--- Textauszug ---
-*-*-

Der Ethikstreit: Kontroverse um Arzneimitteltests an Demenzkranken

BERLIN (hin). Erlaubt sind Arzneimitteltests an nicht einwilligungsfähigen Menschen bisher nur, wenn für die Patienten davon ein persönlicher Nutzen erwartbar ist. Kritiker wie die Kirchen oder die frühere Gesundheitsministerin Ulla Schmidt sprechen nun im Zusammenhang mit der geplanten Neuregelung von einer Verletzung der Menschenwürde und einem Dammbruch.

Durch die geplanten Änderungen werde eine „besonders schutzwürdige Personengruppe … schwerwiegenden Gefahren und Missbrauchsrisiken ausgesetzt“, so die Kirchen in einer gemeinsamen Stellungnahme. Es drohe die Gefahr, dass diese Menschen „zum Nutzen anderer instrumentalisiert“ und „zum bloßen Objekt herabgestuft“ würden.

Soll der Gesetzgeber erlauben, dass an nicht einwilligungsfähigen Erwachsenen – Menschen mit Demenz oder geistigen Behinderungen – künftig Arzneimittel getestet werden, die ihnen selbst keinen eigenen Nutzen bringen? Entsprechende Pläne der Bundesregierung, die eigentlich noch vor der Sommerpause verabschiedet werden sollten, sind stark umstritten, sogar innerhalb der CDU. Dort einigte man sich schließlich auf einen Vorschlag, wonach solche Tests erlaubt werden sollen, wenn die Betroffenen vorher im Vollbesitz ihrer geistigen Kräfte und nach ärztlicher Aufklärung pauschal zugestimmt und dies in einer eigenen Verfügung schriftlich festgehalten haben. Doch dann wurde die ethisch brisante Neuregelung, zu der zuletzt drei Alternativ-Anträge vorlagen, doch noch vertagt. Im September soll weiter beraten werden. Für eine Abstimmung wurde bereits der Fraktionszwang aufgehoben.

Was spricht für die Erlaubnis so genannter gruppennütziger Forschung? Die Deutsche Apothekerzeitung befragte dazu Prof. Wolfgang Meier, Direktor der Universitätspsychiatrie Bonn und Sprecher des Kompetenznetzes Degenerative Demenzen. Er ist Befürworter der Gesetzesänderung und verweist u.a. darauf, dass derzeit für Medikamentenzulassungen Studien aus anderen Ländern wie USA oder Litauen zugrunde gelegt würden. So geschehen bei dem einzigen Antidementivum mit der Indikation „schwere Alzheimer-Demenz“, Memantine. Das sei Doppelmoral, so Meier. Seiner Darstellung nach geht es meist um placebokontrollierte Studien. Wenn ein Patient zufällig den Wirkstoff bekommt und dieser wirkt, könne es ihm helfen. Aber er kann auch Placebo bekommen, dann habe er keinen spezifischen Vorteil. Nicht wirklich erklären konnte Meier in dem Interview, warum der Verband Forschender Arzneimittelhersteller gar keine Notwendigkeit für gruppennützige Forschung sieht und sagt, dass klinische Studien so konzipiert werden könnten, dass immer auch ein individueller Nutzen erkennbar sei.

-*-*-

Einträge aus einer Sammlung
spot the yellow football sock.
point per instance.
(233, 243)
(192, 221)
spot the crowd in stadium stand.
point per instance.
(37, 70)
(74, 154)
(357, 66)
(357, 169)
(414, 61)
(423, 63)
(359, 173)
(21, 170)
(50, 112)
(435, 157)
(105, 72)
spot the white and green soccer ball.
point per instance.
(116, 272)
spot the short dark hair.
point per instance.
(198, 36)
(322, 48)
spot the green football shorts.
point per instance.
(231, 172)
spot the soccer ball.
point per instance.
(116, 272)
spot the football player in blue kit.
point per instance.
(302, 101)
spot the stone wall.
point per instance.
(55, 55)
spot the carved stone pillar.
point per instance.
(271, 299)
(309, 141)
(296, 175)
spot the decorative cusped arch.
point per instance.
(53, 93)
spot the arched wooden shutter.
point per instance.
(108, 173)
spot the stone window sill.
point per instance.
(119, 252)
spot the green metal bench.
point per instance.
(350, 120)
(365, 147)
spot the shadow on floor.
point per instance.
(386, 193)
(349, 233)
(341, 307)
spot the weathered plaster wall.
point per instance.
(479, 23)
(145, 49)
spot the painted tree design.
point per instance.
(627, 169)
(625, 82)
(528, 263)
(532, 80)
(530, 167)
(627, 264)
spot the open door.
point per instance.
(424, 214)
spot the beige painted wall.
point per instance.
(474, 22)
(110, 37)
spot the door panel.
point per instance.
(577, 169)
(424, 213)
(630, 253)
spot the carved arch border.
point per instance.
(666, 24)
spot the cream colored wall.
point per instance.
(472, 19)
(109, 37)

-*-*-

--- Aufgabenstellung ---
Gib bitte die Passage aus dem Textauszug zum Ethikstreit wieder, beginnend mit "Soll der Gesetzgeber" und weiter bis einschließlich "der Fraktionszwang aufgehoben.". Benenne dabei "September" in "Oktober" um. Die Daten haben mit dem Textauszug nichts zu tun.

--- Antwort ---
Soll der Gesetzgeber erlauben, dass an nicht einwilligungsfähigen Erwachsenen – Menschen mit Demenz oder geistigen Behinderungen – künftig Arzneimittel getestet werden, die ihnen selbst keinen eigenen Nutzen bringen? Entsprechende Pläne der Bundesregierung, die eigentlich noch vor der Sommerpause verabschiedet werden sollten, sind stark umstritten, sogar innerhalb der CDU. Dort einigte man sich schließlich auf einen Vorschlag, wonach solche Tests erlaubt werden sollen, wenn die Betroffenen vorher im Vollbesitz ihrer geistigen Kräfte und nach ärztlicher Aufklärung pauschal zugestimmt und dies in einer eigenen Verfügung schriftlich festgehalten haben. Doch dann wurde die ethisch brisante Neuregelung, zu der zuletzt drei Alternativ-Anträge vorlagen, doch noch vertagt. Im Oktober soll weiter beraten werden. Für eine Abstimmung wurde bereits der Fraktionszwang aufgehoben.